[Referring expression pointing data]
════
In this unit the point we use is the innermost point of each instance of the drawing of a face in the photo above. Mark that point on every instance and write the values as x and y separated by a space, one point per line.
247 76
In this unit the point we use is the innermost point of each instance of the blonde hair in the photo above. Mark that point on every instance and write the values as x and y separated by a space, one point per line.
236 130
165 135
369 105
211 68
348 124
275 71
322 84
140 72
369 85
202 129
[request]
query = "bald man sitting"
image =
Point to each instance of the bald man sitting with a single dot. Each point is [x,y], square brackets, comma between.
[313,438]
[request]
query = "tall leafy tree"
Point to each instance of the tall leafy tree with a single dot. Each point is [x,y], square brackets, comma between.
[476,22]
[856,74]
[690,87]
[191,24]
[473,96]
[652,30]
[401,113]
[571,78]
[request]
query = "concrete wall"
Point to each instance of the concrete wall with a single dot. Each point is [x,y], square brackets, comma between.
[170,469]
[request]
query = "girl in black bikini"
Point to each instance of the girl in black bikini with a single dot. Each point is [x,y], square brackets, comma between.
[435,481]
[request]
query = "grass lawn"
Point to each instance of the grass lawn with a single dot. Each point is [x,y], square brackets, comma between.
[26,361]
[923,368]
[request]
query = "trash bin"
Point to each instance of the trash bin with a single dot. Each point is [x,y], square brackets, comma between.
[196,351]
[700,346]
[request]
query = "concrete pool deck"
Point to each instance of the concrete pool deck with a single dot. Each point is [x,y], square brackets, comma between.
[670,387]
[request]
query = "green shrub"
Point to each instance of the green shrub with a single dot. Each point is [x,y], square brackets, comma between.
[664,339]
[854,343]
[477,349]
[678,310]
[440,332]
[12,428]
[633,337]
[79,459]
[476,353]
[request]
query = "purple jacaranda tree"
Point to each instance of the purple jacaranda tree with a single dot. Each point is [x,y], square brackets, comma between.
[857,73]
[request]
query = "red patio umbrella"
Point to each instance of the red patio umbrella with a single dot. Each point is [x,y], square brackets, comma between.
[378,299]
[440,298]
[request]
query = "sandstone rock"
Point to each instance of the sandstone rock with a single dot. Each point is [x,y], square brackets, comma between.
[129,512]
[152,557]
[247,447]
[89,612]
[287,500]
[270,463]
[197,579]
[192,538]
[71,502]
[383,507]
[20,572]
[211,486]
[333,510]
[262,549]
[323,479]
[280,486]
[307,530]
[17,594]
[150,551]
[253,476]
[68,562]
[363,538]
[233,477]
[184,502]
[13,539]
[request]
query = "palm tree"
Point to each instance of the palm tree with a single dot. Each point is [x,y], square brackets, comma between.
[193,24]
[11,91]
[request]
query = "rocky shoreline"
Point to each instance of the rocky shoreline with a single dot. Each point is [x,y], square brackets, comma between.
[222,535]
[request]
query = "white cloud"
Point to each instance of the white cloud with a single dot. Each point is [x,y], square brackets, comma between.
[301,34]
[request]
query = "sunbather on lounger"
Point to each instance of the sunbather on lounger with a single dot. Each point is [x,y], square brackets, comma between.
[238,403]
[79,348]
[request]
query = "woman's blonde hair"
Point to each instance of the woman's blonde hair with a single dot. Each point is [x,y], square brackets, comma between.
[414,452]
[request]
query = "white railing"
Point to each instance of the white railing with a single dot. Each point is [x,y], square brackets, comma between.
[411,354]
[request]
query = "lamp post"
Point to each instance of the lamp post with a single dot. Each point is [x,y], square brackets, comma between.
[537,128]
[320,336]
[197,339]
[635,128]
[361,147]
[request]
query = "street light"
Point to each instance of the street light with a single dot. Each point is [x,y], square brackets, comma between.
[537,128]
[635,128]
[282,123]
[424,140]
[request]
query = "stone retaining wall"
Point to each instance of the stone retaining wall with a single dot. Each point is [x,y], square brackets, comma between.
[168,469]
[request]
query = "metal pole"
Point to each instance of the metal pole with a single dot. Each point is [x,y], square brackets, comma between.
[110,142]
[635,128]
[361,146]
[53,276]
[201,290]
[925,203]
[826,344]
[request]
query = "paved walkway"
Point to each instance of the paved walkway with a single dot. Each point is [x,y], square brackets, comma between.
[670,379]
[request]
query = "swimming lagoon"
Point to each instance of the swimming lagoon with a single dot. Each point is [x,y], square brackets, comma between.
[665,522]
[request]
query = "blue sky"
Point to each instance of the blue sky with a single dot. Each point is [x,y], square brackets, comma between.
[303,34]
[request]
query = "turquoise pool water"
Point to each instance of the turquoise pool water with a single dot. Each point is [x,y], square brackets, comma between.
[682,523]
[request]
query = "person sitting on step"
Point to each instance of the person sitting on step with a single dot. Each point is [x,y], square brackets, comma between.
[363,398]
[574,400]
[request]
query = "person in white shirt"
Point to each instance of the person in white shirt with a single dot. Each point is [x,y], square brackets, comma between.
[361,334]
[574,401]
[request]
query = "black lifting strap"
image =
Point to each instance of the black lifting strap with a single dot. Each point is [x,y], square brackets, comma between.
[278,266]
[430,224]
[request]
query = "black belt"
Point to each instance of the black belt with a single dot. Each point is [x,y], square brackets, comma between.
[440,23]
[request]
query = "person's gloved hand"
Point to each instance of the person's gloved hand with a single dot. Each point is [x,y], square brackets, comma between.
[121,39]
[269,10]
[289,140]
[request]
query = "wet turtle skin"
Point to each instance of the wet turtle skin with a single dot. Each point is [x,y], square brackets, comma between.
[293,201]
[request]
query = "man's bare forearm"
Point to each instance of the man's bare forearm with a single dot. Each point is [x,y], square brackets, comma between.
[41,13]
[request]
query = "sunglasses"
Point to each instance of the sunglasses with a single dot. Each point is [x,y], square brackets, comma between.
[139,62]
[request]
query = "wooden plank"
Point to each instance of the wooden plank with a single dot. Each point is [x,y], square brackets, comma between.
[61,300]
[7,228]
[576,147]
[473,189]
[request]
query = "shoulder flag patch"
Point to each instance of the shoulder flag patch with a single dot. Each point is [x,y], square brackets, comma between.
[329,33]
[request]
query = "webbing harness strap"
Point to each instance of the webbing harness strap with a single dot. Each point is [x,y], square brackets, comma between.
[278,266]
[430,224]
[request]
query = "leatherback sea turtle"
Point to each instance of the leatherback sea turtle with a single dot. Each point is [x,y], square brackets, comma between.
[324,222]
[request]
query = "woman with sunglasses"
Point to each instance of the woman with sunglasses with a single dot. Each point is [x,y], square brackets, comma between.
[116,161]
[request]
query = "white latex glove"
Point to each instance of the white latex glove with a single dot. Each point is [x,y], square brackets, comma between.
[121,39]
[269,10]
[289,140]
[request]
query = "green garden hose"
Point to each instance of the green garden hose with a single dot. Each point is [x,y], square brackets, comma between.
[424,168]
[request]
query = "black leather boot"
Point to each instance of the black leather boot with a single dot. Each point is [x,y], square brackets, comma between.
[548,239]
════
# Task requirements:
Reproduce the entries above in full by retyping them exactly.

# Solution for this exercise:
In this unit the point we use is the innermost point of each instance of the drawing of a face in the photo above. Mark that point on every instance and write the values as x and y separated by a space, one point per line.
247 76
In this unit the point we use is the innermost point of each instance of the blonde hair in the photo above. Mark that point on every instance and write the values as x and y separated by a space, one point per line.
236 130
165 135
369 105
211 68
348 124
275 71
322 84
140 72
369 85
202 129
[request]
query = "bald man sitting"
image =
Point to each instance of the bald man sitting with a single dot. Each point is [x,y], square brackets, comma between.
[313,438]
[request]
query = "tall leafy tree"
Point to each instance of the tall leafy tree with a single dot. Each point is [x,y], square brackets, comma between.
[476,22]
[856,74]
[690,87]
[191,24]
[473,96]
[652,30]
[401,113]
[571,78]
[request]
query = "concrete wall"
Point to each instance of the concrete wall with a single dot. Each point is [x,y], square brackets, comma between.
[170,469]
[request]
query = "girl in black bikini"
Point to each instance of the girl in black bikini with a single dot. Each point is [x,y], square brackets, comma between.
[435,481]
[request]
query = "grass lawn"
Point to each instance of the grass lawn with a single dot. Each point is [x,y], square brackets, comma between.
[26,361]
[923,368]
[request]
query = "trash bin"
Point to each instance of the trash bin with a single dot. Each point is [x,y], square brackets, comma between.
[196,351]
[700,346]
[request]
query = "concrete pool deck"
Point to each instance of the concrete pool deck with a single dot. Each point is [x,y], square brackets, comma between.
[670,387]
[request]
query = "green shrub"
Point to each instance of the green shrub with a single dot. Each point is [x,y], square brackets, comma between.
[664,339]
[854,343]
[477,349]
[678,310]
[440,332]
[12,428]
[633,337]
[79,459]
[476,353]
[request]
query = "purple jacaranda tree"
Point to each instance of the purple jacaranda tree with a single dot. Each point is [x,y], square brackets, comma between.
[857,73]
[request]
query = "red patio umbrella"
Point to each instance of the red patio umbrella with a single dot. Each point is [x,y], square brackets, comma between.
[378,299]
[440,298]
[request]
query = "sandstone rock"
Point to each instance of the sandstone rock with a single dot. Each point is [x,y], square brackets, comma between.
[129,512]
[152,557]
[247,447]
[89,612]
[287,500]
[270,463]
[197,579]
[192,538]
[71,502]
[383,507]
[20,572]
[211,486]
[333,510]
[262,549]
[323,479]
[280,486]
[307,530]
[17,594]
[150,551]
[253,476]
[68,562]
[363,538]
[233,477]
[184,502]
[13,539]
[request]
query = "palm tree"
Point to each instance of the palm tree with a single dot. Each point is [x,y], square brackets, comma between.
[193,24]
[11,91]
[request]
query = "rocky shoreline"
Point to each instance of the rocky shoreline with a single dot. Each point is [x,y], square brackets, comma between.
[222,535]
[request]
query = "white cloud"
Point to each instance of the white cloud with a single dot. Each point is [x,y], square brackets, comma between.
[301,34]
[request]
query = "sunbather on lounger"
Point to each instance of the sunbather on lounger with a single dot. Each point is [x,y], square brackets, comma between.
[238,403]
[79,348]
[request]
query = "woman's blonde hair"
Point to each instance of the woman's blonde hair with a single dot. Each point is [x,y], square brackets, comma between.
[414,452]
[request]
query = "white railing"
Point to each instance of the white railing with a single dot. Each point is [x,y], square brackets, comma between.
[411,354]
[request]
query = "lamp post"
Point to each instance of the lamp post with a single dot. Each point is [x,y], square brackets, comma between.
[537,128]
[320,336]
[197,339]
[635,128]
[361,147]
[request]
query = "street light"
Point to each instance of the street light with a single dot. Each point is [x,y], square brackets, comma between.
[537,128]
[635,128]
[282,123]
[424,140]
[request]
query = "stone retaining wall"
Point to each instance of the stone retaining wall with a single dot. Each point is [x,y], square brackets, comma between.
[168,469]
[request]
query = "metal pole"
Point to each instance of the metal pole with a single dot. Each point is [x,y], square brackets, comma between.
[110,142]
[635,128]
[361,146]
[53,276]
[201,290]
[925,203]
[826,344]
[request]
query = "paved walkway"
Point to each instance of the paved walkway with a single dot. Each point is [x,y], square brackets, comma between.
[670,379]
[request]
query = "swimming lagoon"
Point to each instance of the swimming lagoon with a single dot. Each point is [x,y], square brackets, comma between.
[665,522]
[request]
query = "blue sky"
Point to each instance of the blue sky with a single dot. Each point is [x,y], square brackets, comma between.
[303,34]
[request]
query = "turquoise pool water"
Point to each instance of the turquoise pool water with a single dot. Each point is [x,y], square brackets, comma between.
[682,523]
[request]
query = "person sitting on step"
Point to each instance of the person sitting on step with a single dot. Each point is [x,y], square brackets, comma between.
[363,398]
[574,400]
[request]
query = "person in white shirt"
Point to each instance of the person in white shirt with a single dot. Each point is [x,y], square brackets, comma between.
[361,334]
[574,401]
[request]
query = "black lifting strap"
image =
Point to each instance of the black lifting strap with a single dot. Each point is [x,y], square brackets, comma between.
[278,266]
[430,224]
[request]
query = "black belt"
Point to each instance of the black belt with a single dot. Each point is [x,y], square brackets, comma between.
[440,23]
[request]
query = "person's gloved hand"
Point to each instance of the person's gloved hand with a single dot. Each point is [x,y], square brackets, comma between.
[121,39]
[269,10]
[289,140]
[request]
query = "wet turtle skin"
Point to each instance of the wet turtle skin with a single dot. Each point is [x,y], square brackets, comma between.
[293,201]
[request]
query = "man's bare forearm"
Point to each instance of the man's bare forearm with a single dot. Each point is [x,y], square brackets, comma between.
[41,13]
[request]
query = "sunglasses"
Point to each instance of the sunglasses with a single dot. Each point is [x,y], square brackets, comma between.
[139,62]
[request]
query = "wooden plank"
Point to each instance of the wooden plank with a single dot. Each point is [x,y], square brackets, comma between.
[61,300]
[7,228]
[576,147]
[473,189]
[request]
query = "shoulder flag patch"
Point to each instance of the shoulder flag patch with a single dot. Each point is [x,y], square brackets, comma between.
[329,33]
[request]
query = "webbing harness strap"
Point to each instance of the webbing harness strap with a single dot. Each point is [x,y], square brackets, comma between.
[278,266]
[430,224]
[request]
query = "leatherback sea turtle"
Point to each instance of the leatherback sea turtle with a single dot. Each point is [x,y], square brackets, comma between.
[324,222]
[request]
query = "woman with sunglasses"
Point to each instance of the woman with sunglasses with a single dot. Each point is [x,y], square brackets, comma between.
[116,161]
[request]
query = "white latex glove"
Point to each instance of the white latex glove with a single dot. Each point is [x,y], square brackets, comma between.
[121,39]
[269,10]
[289,140]
[request]
query = "green garden hose"
Point to each instance of the green garden hose with a single dot. Each point is [x,y], square brackets, comma between.
[424,168]
[request]
query = "black leather boot"
Point to each instance of the black leather boot with a single dot. Each point is [x,y], square brackets, comma between.
[548,239]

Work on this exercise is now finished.